Entries from an annotation dataset:
□ □ □ □ □

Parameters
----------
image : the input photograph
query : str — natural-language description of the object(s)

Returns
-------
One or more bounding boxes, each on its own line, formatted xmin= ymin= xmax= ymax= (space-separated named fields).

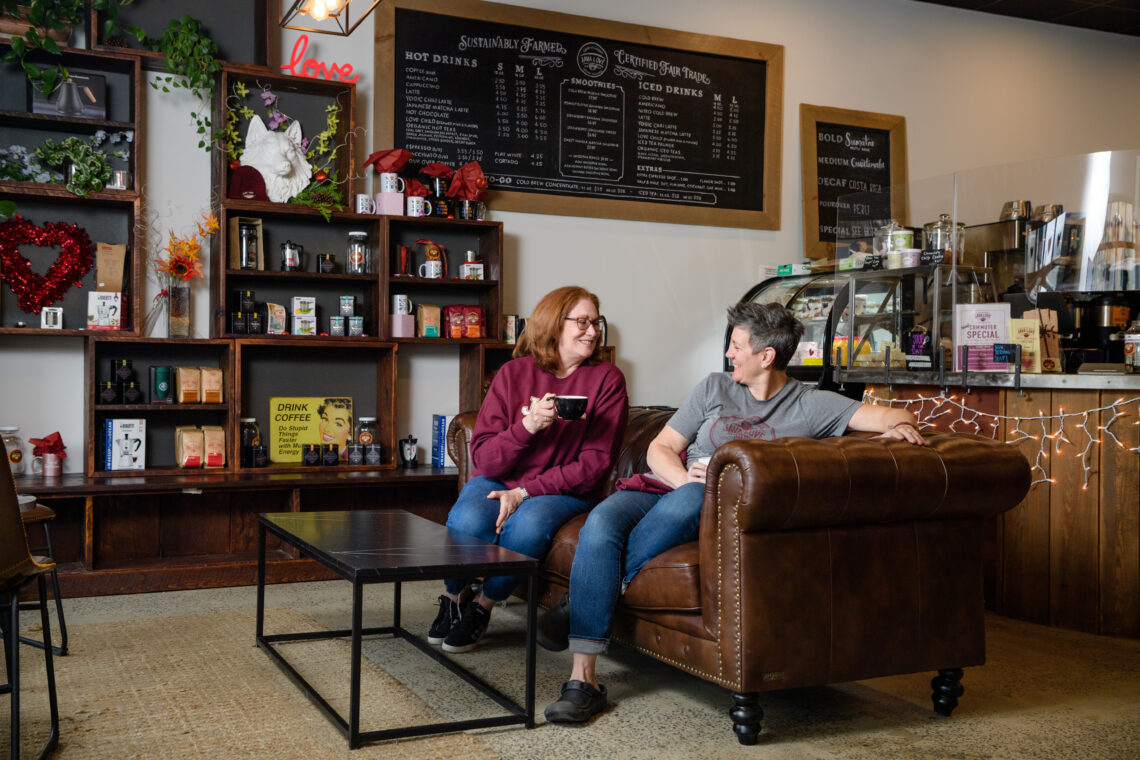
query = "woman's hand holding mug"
xmin=522 ymin=393 xmax=557 ymax=435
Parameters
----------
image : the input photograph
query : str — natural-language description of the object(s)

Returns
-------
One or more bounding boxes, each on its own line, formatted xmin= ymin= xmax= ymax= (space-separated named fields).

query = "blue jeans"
xmin=570 ymin=483 xmax=705 ymax=654
xmin=443 ymin=476 xmax=594 ymax=602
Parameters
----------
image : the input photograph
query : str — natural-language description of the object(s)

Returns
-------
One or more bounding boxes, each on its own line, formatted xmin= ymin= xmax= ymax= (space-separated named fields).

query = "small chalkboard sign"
xmin=919 ymin=248 xmax=946 ymax=267
xmin=799 ymin=104 xmax=906 ymax=259
xmin=863 ymin=253 xmax=882 ymax=272
xmin=994 ymin=343 xmax=1019 ymax=365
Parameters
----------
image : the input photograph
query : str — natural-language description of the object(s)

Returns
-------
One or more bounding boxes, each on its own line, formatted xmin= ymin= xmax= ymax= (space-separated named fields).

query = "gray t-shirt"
xmin=668 ymin=373 xmax=862 ymax=461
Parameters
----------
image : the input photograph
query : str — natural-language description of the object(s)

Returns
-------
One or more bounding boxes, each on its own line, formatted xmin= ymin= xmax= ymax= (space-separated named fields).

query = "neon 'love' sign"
xmin=282 ymin=34 xmax=360 ymax=84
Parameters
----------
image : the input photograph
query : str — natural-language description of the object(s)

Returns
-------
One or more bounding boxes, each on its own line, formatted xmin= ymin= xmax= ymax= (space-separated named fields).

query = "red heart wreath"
xmin=0 ymin=216 xmax=93 ymax=314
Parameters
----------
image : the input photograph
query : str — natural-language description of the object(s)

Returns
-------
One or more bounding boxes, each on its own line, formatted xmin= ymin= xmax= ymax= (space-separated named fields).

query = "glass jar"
xmin=123 ymin=381 xmax=143 ymax=403
xmin=241 ymin=417 xmax=261 ymax=467
xmin=237 ymin=223 xmax=258 ymax=269
xmin=112 ymin=359 xmax=135 ymax=383
xmin=235 ymin=291 xmax=258 ymax=313
xmin=99 ymin=381 xmax=123 ymax=403
xmin=282 ymin=240 xmax=304 ymax=272
xmin=344 ymin=231 xmax=372 ymax=275
xmin=0 ymin=425 xmax=25 ymax=475
xmin=922 ymin=214 xmax=966 ymax=263
xmin=357 ymin=417 xmax=376 ymax=446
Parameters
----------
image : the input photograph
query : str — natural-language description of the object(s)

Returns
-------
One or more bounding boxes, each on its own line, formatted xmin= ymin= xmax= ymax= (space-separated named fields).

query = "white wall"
xmin=0 ymin=0 xmax=1140 ymax=471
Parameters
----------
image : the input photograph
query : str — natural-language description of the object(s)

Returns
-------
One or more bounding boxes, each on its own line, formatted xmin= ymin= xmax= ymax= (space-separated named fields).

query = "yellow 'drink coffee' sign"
xmin=269 ymin=395 xmax=352 ymax=463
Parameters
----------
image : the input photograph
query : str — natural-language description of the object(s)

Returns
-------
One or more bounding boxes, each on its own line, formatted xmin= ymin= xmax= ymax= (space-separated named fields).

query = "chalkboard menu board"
xmin=377 ymin=0 xmax=782 ymax=228
xmin=800 ymin=105 xmax=906 ymax=258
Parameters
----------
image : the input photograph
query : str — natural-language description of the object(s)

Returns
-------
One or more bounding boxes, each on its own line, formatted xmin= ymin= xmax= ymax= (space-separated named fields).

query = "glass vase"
xmin=166 ymin=280 xmax=190 ymax=337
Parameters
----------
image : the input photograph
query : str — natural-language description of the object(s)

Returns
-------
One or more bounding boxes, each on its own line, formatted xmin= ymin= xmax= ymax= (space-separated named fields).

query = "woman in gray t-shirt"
xmin=538 ymin=303 xmax=926 ymax=722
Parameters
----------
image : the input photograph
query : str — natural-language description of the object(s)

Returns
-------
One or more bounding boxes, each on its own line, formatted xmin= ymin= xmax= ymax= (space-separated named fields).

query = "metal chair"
xmin=0 ymin=442 xmax=59 ymax=760
xmin=19 ymin=504 xmax=67 ymax=657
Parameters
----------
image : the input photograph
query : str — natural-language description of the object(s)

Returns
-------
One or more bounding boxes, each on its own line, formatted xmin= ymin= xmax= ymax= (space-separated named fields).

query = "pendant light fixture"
xmin=280 ymin=0 xmax=381 ymax=36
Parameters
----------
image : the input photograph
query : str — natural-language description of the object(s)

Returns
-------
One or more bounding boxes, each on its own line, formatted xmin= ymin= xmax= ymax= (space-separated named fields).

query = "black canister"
xmin=123 ymin=381 xmax=143 ymax=403
xmin=241 ymin=417 xmax=261 ymax=467
xmin=112 ymin=359 xmax=135 ymax=383
xmin=344 ymin=443 xmax=364 ymax=465
xmin=364 ymin=443 xmax=381 ymax=466
xmin=99 ymin=381 xmax=122 ymax=403
xmin=229 ymin=311 xmax=250 ymax=335
xmin=301 ymin=443 xmax=320 ymax=467
xmin=235 ymin=291 xmax=258 ymax=313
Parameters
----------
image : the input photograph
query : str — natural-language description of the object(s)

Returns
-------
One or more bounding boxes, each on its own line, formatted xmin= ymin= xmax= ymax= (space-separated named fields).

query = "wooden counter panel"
xmin=1098 ymin=391 xmax=1140 ymax=638
xmin=1049 ymin=391 xmax=1100 ymax=631
xmin=869 ymin=385 xmax=1140 ymax=638
xmin=996 ymin=391 xmax=1052 ymax=624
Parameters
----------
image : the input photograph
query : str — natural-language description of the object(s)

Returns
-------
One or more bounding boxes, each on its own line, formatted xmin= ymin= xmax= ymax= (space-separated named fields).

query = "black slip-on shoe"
xmin=535 ymin=591 xmax=570 ymax=652
xmin=544 ymin=681 xmax=606 ymax=724
xmin=428 ymin=595 xmax=459 ymax=646
xmin=443 ymin=602 xmax=491 ymax=654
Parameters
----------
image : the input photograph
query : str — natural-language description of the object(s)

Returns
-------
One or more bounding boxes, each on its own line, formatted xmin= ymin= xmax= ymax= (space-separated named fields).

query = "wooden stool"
xmin=19 ymin=504 xmax=67 ymax=656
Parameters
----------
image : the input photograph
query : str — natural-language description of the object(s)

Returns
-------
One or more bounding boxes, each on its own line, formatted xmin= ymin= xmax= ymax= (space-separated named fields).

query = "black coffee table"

□ □ □ □ □

*AIM:* Rewrite all of the material above as a JSON list of strings, with one string for each line and blank lines dropped. Leave out the pictures.

*TASK SOLUTION:*
[
  "Parameters",
  "----------",
  "image : the input photograph",
  "query : str — natural-language description of the object(s)",
  "Returns",
  "-------",
  "One or more bounding boxes, each on its own line, formatted xmin= ymin= xmax= ymax= (space-separated named fields).",
  "query = \"woman's hand holding mug\"",
  "xmin=522 ymin=393 xmax=557 ymax=435",
  "Parameters",
  "----------",
  "image : the input photograph",
  "query : str — natural-language description of the object(s)",
  "Returns",
  "-------",
  "One or more bounding boxes, each on its own line, formatted xmin= ymin= xmax= ymax= (space-separated named fields).",
  "query = \"blue jeans\"",
  "xmin=570 ymin=483 xmax=705 ymax=654",
  "xmin=443 ymin=476 xmax=594 ymax=602",
  "Parameters",
  "----------",
  "image : the input photograph",
  "query : str — natural-language description of the object(s)",
  "Returns",
  "-------",
  "One or more bounding boxes, each on its own line, formatted xmin= ymin= xmax= ymax= (space-separated named fields).",
  "query = \"small chalkboard sign\"",
  "xmin=919 ymin=248 xmax=946 ymax=267",
  "xmin=799 ymin=104 xmax=906 ymax=259",
  "xmin=863 ymin=253 xmax=882 ymax=272",
  "xmin=994 ymin=343 xmax=1019 ymax=365",
  "Parameters",
  "----------",
  "image : the input photograph",
  "query : str — natural-language description of the object(s)",
  "Returns",
  "-------",
  "One or more bounding boxes, each on its own line, formatted xmin= ymin= xmax= ymax= (space-separated named fields).",
  "query = \"gray t-shirt\"",
  "xmin=668 ymin=373 xmax=862 ymax=461",
  "Parameters",
  "----------",
  "image : the input photograph",
  "query : str — natural-language description of the object(s)",
  "Returns",
  "-------",
  "One or more bounding boxes, each on its own line, formatted xmin= ymin= xmax= ymax= (space-separated named fields).",
  "query = \"neon 'love' sign\"",
  "xmin=282 ymin=34 xmax=360 ymax=84",
  "Parameters",
  "----------",
  "image : the input photograph",
  "query : str — natural-language description of the object(s)",
  "Returns",
  "-------",
  "One or more bounding boxes, each on its own line, formatted xmin= ymin= xmax= ymax= (space-separated named fields).",
  "query = \"red heart wreath\"",
  "xmin=0 ymin=216 xmax=93 ymax=314",
  "Parameters",
  "----------",
  "image : the input photograph",
  "query : str — natural-language description of the object(s)",
  "Returns",
  "-------",
  "One or more bounding boxes, each on its own line, formatted xmin= ymin= xmax= ymax= (space-separated named fields).",
  "query = \"glass jar\"",
  "xmin=123 ymin=381 xmax=143 ymax=403",
  "xmin=241 ymin=417 xmax=261 ymax=467",
  "xmin=237 ymin=223 xmax=258 ymax=269",
  "xmin=112 ymin=359 xmax=135 ymax=383",
  "xmin=235 ymin=291 xmax=258 ymax=313",
  "xmin=99 ymin=381 xmax=123 ymax=403",
  "xmin=282 ymin=240 xmax=304 ymax=272",
  "xmin=344 ymin=231 xmax=372 ymax=275",
  "xmin=0 ymin=425 xmax=25 ymax=475",
  "xmin=922 ymin=214 xmax=966 ymax=263",
  "xmin=357 ymin=417 xmax=376 ymax=446",
  "Parameters",
  "----------",
  "image : the input photograph",
  "query : str — natural-language description of the object(s)",
  "Returns",
  "-------",
  "One or more bounding boxes, each on its own line, formatted xmin= ymin= xmax= ymax= (space-separated named fields).",
  "query = \"white wall\"",
  "xmin=0 ymin=0 xmax=1140 ymax=471",
  "Parameters",
  "----------",
  "image : the input photograph",
  "query : str — natural-language description of the object(s)",
  "Returns",
  "-------",
  "One or more bounding boxes, each on its own line, formatted xmin= ymin= xmax= ymax= (space-separated named fields).",
  "query = \"yellow 'drink coffee' sign\"",
  "xmin=269 ymin=395 xmax=352 ymax=463",
  "Parameters",
  "----------",
  "image : the input photograph",
  "query : str — natural-language description of the object(s)",
  "Returns",
  "-------",
  "One or more bounding boxes, each on its own line, formatted xmin= ymin= xmax= ymax= (space-separated named fields).",
  "query = \"chalkboard menu board\"",
  "xmin=377 ymin=0 xmax=782 ymax=228",
  "xmin=800 ymin=105 xmax=906 ymax=258",
  "Parameters",
  "----------",
  "image : the input photograph",
  "query : str — natural-language description of the object(s)",
  "Returns",
  "-------",
  "One or more bounding boxes, each on its own line, formatted xmin= ymin= xmax= ymax= (space-separated named fields).",
  "query = \"glass vase\"",
  "xmin=166 ymin=280 xmax=190 ymax=337",
  "Parameters",
  "----------",
  "image : the input photograph",
  "query : str — natural-language description of the object(s)",
  "Returns",
  "-------",
  "One or more bounding boxes, each on its own line, formatted xmin= ymin= xmax= ymax= (space-separated named fields).",
  "query = \"woman in gray t-shirt\"",
  "xmin=538 ymin=303 xmax=926 ymax=722",
  "Parameters",
  "----------",
  "image : the input photograph",
  "query : str — natural-language description of the object(s)",
  "Returns",
  "-------",
  "One or more bounding boxes, each on its own line, formatted xmin= ymin= xmax= ymax= (space-separated named fields).",
  "query = \"metal chair\"",
  "xmin=0 ymin=442 xmax=59 ymax=760",
  "xmin=19 ymin=504 xmax=67 ymax=657",
  "Parameters",
  "----------",
  "image : the input photograph",
  "query : str — natural-language description of the object(s)",
  "Returns",
  "-------",
  "One or more bounding boxes, each on its own line, formatted xmin= ymin= xmax= ymax= (space-separated named fields).",
  "query = \"pendant light fixture\"",
  "xmin=280 ymin=0 xmax=381 ymax=36",
  "Parameters",
  "----------",
  "image : the input photograph",
  "query : str — natural-language description of the object(s)",
  "Returns",
  "-------",
  "One or more bounding boxes, each on its own line, formatted xmin= ymin= xmax= ymax= (space-separated named fields).",
  "query = \"black canister\"",
  "xmin=123 ymin=381 xmax=143 ymax=403",
  "xmin=241 ymin=417 xmax=261 ymax=467",
  "xmin=112 ymin=359 xmax=135 ymax=383",
  "xmin=344 ymin=443 xmax=364 ymax=465",
  "xmin=364 ymin=443 xmax=381 ymax=466",
  "xmin=99 ymin=381 xmax=122 ymax=403",
  "xmin=229 ymin=311 xmax=250 ymax=335",
  "xmin=301 ymin=443 xmax=320 ymax=467",
  "xmin=235 ymin=291 xmax=258 ymax=313",
  "Parameters",
  "----------",
  "image : the input photograph",
  "query : str — natural-language description of the object(s)",
  "Returns",
  "-------",
  "One or more bounding boxes, each on its own line, formatted xmin= ymin= xmax= ymax= (space-separated named fields).",
  "query = \"wooden counter panel\"",
  "xmin=1098 ymin=391 xmax=1140 ymax=638",
  "xmin=1049 ymin=391 xmax=1100 ymax=631",
  "xmin=869 ymin=385 xmax=1140 ymax=638",
  "xmin=996 ymin=391 xmax=1052 ymax=624",
  "Parameters",
  "----------",
  "image : the input photograph",
  "query : str — natural-language description of the object(s)",
  "Returns",
  "-------",
  "One or more bounding boxes, each on its own line, formatted xmin= ymin= xmax= ymax= (space-separated named fields).",
  "query = \"black slip-on shoe\"",
  "xmin=535 ymin=591 xmax=570 ymax=652",
  "xmin=544 ymin=681 xmax=606 ymax=724",
  "xmin=428 ymin=595 xmax=459 ymax=646",
  "xmin=443 ymin=602 xmax=491 ymax=654",
  "Parameters",
  "----------",
  "image : the input photograph",
  "query : str — natural-language description of the object(s)",
  "Returns",
  "-------",
  "One or more bounding boxes, each on its own line, formatted xmin= ymin= xmax= ymax= (space-separated named fields).",
  "query = \"wooden stool\"",
  "xmin=19 ymin=504 xmax=67 ymax=656",
  "Parameters",
  "----------",
  "image : the input photograph",
  "query : str — natural-language description of the object(s)",
  "Returns",
  "-------",
  "One or more bounding boxes, each on its own line, formatted xmin= ymin= xmax= ymax= (space-separated named fields).",
  "query = \"black coffee table\""
]